* Problem to work on: All lines from the one containing "Reviewer note: every instance of the dark" through the end of the data below must be reproduced exactly, and no others.
##### Supplied records #####
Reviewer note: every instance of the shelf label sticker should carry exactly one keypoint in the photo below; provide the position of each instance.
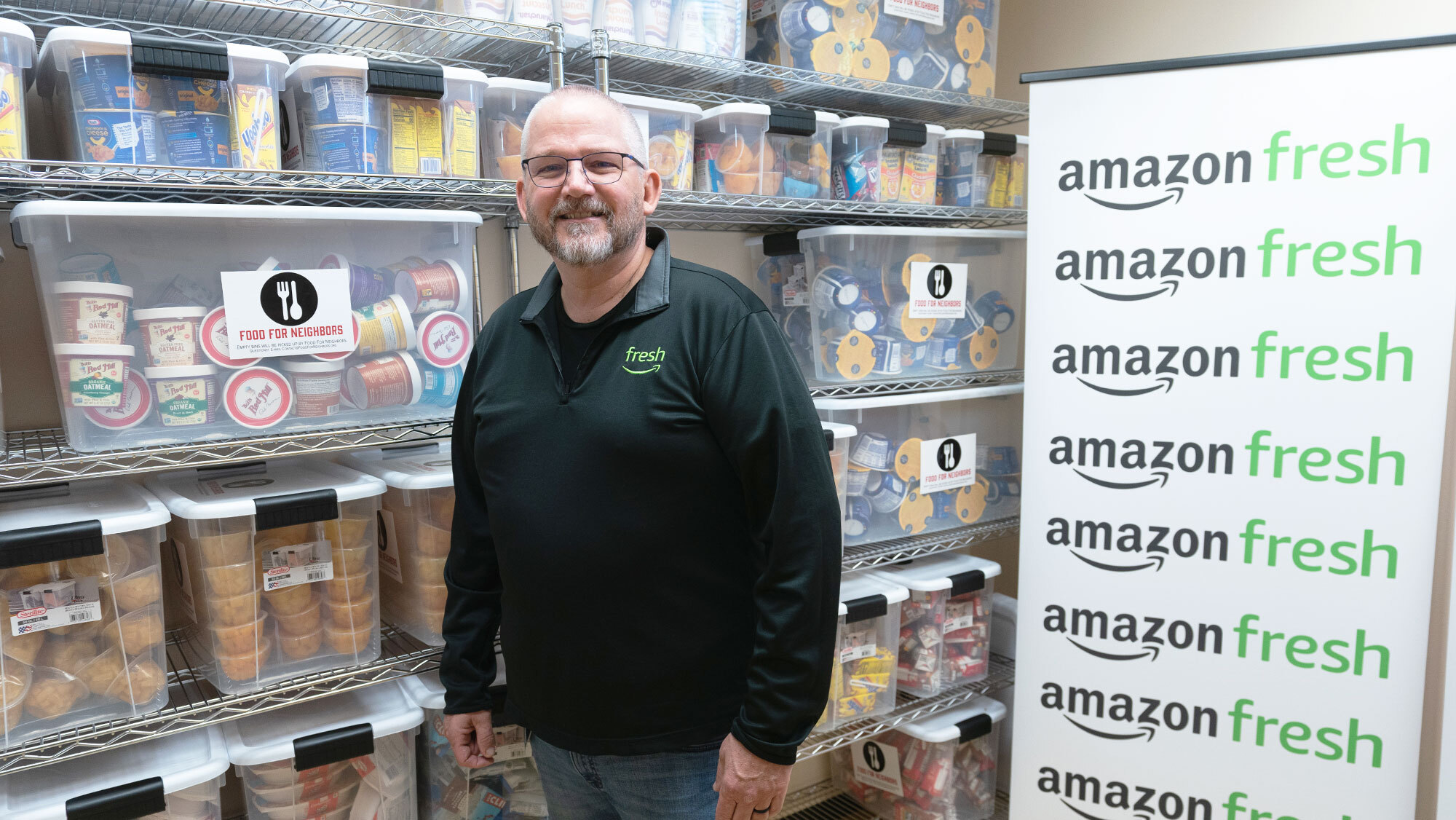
(289, 312)
(55, 604)
(947, 464)
(877, 765)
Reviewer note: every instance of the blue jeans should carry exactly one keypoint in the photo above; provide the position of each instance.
(670, 786)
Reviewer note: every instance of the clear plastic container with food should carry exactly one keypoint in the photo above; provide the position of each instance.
(417, 513)
(506, 106)
(668, 129)
(362, 116)
(864, 682)
(928, 462)
(350, 755)
(277, 567)
(84, 634)
(982, 170)
(898, 304)
(946, 626)
(748, 148)
(171, 778)
(389, 323)
(938, 768)
(512, 786)
(136, 100)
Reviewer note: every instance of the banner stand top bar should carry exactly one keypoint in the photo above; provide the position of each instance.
(1235, 59)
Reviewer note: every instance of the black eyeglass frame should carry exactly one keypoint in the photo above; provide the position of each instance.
(526, 168)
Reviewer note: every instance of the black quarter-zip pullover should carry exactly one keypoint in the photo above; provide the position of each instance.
(659, 538)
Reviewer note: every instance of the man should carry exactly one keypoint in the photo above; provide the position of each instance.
(644, 506)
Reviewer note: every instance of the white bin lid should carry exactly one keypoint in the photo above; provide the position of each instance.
(429, 694)
(269, 738)
(119, 505)
(935, 573)
(944, 726)
(864, 585)
(183, 761)
(414, 468)
(223, 494)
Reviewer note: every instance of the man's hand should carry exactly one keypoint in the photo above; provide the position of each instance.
(472, 739)
(749, 787)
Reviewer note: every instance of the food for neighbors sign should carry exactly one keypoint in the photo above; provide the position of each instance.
(1241, 295)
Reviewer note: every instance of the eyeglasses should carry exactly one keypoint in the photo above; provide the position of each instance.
(602, 168)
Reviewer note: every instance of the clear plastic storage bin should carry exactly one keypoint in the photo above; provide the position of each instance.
(748, 148)
(417, 513)
(84, 636)
(982, 170)
(139, 317)
(938, 768)
(506, 107)
(972, 438)
(135, 100)
(864, 682)
(866, 42)
(186, 770)
(896, 304)
(668, 129)
(346, 757)
(277, 567)
(509, 790)
(946, 626)
(359, 116)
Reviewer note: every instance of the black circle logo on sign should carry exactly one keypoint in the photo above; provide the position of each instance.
(938, 282)
(289, 299)
(949, 455)
(874, 757)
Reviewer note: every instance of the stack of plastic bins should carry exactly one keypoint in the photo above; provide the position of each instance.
(349, 755)
(17, 62)
(359, 116)
(84, 642)
(668, 129)
(277, 567)
(170, 778)
(512, 786)
(748, 148)
(839, 438)
(190, 104)
(938, 768)
(899, 304)
(394, 295)
(417, 513)
(946, 624)
(506, 106)
(982, 170)
(864, 682)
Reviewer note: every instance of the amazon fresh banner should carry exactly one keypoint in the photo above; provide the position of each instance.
(1240, 295)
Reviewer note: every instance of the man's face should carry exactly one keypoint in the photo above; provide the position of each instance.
(580, 224)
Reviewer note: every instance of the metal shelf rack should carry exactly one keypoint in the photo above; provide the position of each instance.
(911, 709)
(196, 703)
(714, 81)
(43, 457)
(882, 553)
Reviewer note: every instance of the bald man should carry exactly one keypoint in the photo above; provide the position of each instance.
(644, 506)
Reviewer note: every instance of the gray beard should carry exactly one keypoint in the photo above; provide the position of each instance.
(585, 247)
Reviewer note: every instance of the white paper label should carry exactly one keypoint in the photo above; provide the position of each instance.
(937, 291)
(947, 464)
(877, 765)
(925, 11)
(288, 312)
(389, 550)
(298, 564)
(55, 604)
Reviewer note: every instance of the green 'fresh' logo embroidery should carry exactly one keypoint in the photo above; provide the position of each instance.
(644, 356)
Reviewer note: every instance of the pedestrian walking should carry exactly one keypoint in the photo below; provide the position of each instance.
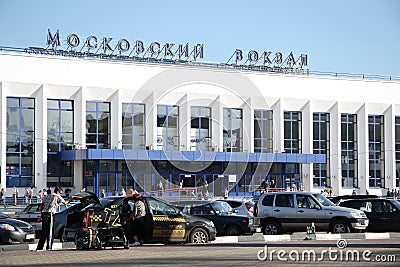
(48, 207)
(15, 195)
(139, 225)
(3, 196)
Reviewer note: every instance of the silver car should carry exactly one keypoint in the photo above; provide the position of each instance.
(281, 212)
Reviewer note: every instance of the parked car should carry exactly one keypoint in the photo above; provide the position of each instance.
(15, 231)
(336, 199)
(31, 214)
(164, 223)
(226, 222)
(240, 207)
(383, 214)
(281, 212)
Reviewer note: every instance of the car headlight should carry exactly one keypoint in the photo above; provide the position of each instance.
(356, 214)
(7, 227)
(212, 224)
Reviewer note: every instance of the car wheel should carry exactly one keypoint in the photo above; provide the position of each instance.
(198, 236)
(272, 228)
(233, 230)
(339, 227)
(61, 235)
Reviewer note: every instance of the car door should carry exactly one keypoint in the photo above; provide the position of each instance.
(285, 211)
(206, 211)
(308, 211)
(168, 222)
(382, 216)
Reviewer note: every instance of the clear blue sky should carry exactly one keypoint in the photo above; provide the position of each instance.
(355, 36)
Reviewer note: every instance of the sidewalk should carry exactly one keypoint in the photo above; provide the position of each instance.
(258, 237)
(302, 236)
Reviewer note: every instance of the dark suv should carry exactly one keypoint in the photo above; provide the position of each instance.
(226, 222)
(164, 223)
(383, 214)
#####
* Task response:
Reviewer note: every instance of the dark suv should carry exactly one keypoint in the photo above; provide the position of each instance.
(226, 222)
(164, 223)
(383, 214)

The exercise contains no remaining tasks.